### INSTRUCTION
Pull out every line below that contains the word "with".

### RECORD EXTRACTS
################

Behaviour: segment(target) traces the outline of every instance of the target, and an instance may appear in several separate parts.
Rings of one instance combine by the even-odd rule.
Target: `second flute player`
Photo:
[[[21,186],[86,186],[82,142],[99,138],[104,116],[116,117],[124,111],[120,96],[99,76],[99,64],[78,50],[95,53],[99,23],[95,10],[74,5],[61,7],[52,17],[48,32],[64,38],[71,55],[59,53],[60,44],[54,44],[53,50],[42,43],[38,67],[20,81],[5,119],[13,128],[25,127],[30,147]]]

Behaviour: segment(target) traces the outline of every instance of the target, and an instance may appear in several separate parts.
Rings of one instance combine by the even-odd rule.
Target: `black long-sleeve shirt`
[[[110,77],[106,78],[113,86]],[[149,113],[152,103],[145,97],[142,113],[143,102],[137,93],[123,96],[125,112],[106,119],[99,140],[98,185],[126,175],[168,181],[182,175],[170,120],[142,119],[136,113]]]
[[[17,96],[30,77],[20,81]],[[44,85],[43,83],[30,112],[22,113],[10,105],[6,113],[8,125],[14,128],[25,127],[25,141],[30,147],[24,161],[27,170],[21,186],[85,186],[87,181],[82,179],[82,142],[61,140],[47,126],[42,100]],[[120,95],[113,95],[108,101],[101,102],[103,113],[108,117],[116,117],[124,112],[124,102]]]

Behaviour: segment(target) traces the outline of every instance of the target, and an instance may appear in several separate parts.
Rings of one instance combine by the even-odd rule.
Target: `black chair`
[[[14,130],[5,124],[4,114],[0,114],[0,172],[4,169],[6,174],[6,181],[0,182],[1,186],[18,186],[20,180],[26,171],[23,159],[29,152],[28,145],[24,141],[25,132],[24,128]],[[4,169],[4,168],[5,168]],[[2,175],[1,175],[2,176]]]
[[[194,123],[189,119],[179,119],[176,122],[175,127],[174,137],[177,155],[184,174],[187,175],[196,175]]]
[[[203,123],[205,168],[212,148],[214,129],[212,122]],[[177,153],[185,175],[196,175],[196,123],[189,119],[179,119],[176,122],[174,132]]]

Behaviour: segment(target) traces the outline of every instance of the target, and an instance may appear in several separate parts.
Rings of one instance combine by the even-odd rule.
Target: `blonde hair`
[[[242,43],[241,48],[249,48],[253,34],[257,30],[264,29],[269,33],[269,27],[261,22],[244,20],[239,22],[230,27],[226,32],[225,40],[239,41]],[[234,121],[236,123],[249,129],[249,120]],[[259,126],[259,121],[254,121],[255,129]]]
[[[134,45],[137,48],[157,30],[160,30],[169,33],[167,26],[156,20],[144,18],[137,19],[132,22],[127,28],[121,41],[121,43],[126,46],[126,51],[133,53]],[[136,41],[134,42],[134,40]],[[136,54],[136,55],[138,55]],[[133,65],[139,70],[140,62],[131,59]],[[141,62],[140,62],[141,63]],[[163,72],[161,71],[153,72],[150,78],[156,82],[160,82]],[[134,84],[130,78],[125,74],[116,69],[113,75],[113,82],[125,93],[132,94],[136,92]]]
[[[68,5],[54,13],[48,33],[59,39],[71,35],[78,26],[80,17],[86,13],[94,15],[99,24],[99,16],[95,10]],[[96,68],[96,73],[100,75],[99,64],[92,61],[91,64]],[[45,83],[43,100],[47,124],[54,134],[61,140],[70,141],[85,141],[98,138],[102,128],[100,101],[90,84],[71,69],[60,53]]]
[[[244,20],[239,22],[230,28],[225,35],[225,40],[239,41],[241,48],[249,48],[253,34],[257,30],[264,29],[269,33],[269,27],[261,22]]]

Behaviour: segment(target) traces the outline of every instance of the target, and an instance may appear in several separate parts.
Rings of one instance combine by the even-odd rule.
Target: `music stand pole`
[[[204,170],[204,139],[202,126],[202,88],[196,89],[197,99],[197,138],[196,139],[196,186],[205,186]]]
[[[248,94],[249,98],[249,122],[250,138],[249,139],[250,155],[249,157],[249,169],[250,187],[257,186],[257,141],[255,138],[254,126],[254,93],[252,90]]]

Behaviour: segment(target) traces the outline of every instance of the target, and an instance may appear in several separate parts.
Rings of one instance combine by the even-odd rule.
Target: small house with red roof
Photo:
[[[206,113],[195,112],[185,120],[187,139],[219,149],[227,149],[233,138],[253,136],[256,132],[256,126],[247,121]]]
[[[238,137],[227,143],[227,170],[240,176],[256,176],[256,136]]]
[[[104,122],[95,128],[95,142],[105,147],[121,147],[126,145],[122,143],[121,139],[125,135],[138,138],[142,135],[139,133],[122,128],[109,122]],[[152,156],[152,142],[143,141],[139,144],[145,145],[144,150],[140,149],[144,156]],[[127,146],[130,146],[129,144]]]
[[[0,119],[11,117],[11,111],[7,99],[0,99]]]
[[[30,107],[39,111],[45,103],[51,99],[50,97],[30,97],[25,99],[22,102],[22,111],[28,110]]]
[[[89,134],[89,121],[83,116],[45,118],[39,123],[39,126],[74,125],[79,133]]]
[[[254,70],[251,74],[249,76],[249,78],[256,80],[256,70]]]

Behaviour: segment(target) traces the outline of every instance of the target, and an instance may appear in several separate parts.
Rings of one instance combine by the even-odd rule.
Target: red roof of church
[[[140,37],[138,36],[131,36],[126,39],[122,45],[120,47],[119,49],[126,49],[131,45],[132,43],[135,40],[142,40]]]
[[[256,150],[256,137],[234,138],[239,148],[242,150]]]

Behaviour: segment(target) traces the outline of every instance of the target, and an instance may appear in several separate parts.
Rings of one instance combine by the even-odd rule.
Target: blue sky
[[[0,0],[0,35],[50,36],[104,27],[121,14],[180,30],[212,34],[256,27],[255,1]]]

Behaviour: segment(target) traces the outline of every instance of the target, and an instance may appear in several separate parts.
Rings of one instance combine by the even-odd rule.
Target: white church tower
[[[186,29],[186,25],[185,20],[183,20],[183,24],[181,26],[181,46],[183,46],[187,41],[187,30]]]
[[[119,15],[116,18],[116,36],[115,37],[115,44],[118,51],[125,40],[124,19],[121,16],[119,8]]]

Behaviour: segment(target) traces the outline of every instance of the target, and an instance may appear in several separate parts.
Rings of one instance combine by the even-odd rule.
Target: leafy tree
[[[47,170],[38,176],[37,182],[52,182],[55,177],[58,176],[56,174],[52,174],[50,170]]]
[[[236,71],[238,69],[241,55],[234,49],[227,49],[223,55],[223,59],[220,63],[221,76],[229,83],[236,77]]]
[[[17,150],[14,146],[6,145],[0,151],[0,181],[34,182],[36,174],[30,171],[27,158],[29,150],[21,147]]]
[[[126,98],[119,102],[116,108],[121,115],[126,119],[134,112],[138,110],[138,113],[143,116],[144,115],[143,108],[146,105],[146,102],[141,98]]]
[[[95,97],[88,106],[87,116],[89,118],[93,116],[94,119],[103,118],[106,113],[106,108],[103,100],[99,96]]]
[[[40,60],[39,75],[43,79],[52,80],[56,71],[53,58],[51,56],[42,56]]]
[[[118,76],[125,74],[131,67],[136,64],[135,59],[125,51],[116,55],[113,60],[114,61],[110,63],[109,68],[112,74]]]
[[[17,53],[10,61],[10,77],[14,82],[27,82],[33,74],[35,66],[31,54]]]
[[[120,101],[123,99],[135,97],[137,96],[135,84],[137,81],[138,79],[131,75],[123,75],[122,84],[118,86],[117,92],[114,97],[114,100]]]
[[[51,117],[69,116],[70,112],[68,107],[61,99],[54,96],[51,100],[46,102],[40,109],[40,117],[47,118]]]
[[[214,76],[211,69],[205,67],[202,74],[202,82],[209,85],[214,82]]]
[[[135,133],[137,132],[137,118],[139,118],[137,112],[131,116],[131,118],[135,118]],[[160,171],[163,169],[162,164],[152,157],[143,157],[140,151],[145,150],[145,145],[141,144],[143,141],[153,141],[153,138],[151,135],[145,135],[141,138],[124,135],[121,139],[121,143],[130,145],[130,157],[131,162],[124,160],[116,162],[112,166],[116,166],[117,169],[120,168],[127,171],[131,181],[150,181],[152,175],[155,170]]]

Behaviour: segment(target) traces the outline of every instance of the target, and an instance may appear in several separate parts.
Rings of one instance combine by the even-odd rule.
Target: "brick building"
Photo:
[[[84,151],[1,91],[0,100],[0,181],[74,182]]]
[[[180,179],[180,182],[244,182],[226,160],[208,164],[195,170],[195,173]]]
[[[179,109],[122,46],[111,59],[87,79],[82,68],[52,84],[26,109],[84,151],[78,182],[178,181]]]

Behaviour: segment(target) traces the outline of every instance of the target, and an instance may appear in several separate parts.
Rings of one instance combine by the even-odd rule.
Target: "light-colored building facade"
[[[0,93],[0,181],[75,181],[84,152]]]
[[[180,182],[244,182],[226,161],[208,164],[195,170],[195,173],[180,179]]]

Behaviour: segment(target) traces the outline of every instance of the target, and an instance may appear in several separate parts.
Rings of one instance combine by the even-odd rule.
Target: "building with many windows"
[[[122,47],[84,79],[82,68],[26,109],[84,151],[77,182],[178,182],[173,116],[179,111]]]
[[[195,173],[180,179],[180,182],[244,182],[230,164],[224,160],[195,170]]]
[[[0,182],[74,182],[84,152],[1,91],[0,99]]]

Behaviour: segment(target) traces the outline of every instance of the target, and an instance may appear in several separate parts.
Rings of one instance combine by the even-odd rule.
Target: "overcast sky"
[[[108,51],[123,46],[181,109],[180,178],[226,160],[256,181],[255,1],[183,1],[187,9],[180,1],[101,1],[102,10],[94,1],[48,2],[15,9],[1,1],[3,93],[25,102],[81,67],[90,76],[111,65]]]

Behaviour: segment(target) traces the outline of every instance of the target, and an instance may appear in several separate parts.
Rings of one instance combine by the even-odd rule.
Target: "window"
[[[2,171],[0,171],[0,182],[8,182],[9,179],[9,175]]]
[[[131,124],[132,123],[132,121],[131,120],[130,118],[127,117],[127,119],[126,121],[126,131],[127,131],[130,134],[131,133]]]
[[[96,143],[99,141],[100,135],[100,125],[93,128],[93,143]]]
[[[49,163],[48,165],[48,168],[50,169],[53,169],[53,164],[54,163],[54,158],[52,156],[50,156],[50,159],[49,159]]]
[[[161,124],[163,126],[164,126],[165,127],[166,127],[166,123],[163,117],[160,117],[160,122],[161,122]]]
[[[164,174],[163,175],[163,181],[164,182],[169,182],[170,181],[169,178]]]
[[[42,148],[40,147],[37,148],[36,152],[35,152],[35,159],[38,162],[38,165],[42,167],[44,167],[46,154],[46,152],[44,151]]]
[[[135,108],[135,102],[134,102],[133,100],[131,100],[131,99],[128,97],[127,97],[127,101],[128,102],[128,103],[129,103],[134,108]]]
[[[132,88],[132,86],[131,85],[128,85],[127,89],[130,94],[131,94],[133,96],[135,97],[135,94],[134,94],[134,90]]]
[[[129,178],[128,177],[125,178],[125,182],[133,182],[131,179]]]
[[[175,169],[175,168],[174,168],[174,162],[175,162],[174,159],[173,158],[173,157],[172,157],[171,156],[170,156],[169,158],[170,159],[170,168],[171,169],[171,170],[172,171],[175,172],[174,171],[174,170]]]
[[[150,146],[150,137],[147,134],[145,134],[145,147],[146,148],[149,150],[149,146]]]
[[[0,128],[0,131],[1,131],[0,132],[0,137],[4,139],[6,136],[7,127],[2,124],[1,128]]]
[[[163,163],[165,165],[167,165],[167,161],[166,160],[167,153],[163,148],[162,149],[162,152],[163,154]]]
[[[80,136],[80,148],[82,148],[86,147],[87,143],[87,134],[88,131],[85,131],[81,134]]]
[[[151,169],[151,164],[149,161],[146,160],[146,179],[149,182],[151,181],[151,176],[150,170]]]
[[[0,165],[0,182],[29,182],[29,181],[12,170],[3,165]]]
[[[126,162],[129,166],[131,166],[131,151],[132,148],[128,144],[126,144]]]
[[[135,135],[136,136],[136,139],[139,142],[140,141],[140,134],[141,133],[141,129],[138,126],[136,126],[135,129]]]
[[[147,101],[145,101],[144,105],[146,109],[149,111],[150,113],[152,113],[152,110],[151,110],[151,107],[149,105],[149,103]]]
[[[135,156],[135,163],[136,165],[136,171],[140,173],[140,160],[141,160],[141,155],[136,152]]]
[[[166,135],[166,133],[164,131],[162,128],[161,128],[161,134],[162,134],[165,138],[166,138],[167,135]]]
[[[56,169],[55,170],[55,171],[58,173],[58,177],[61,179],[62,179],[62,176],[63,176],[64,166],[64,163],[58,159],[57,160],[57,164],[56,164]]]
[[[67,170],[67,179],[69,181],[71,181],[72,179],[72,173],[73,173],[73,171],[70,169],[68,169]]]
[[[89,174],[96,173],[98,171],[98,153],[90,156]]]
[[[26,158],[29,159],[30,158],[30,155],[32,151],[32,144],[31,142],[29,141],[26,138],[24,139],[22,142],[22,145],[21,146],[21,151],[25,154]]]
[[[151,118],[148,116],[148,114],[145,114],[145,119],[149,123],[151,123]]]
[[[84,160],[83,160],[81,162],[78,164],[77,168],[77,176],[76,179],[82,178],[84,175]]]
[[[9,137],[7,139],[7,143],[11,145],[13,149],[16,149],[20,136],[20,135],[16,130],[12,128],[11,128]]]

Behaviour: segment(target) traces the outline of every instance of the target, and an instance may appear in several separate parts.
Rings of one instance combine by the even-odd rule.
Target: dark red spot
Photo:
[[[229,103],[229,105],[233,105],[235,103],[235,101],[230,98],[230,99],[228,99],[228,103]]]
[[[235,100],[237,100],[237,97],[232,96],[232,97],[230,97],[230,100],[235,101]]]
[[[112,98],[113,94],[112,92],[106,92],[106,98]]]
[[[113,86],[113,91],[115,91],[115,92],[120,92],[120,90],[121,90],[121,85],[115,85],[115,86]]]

################

### SOLUTION
Target: small house with red roof
Target: "building with many windows"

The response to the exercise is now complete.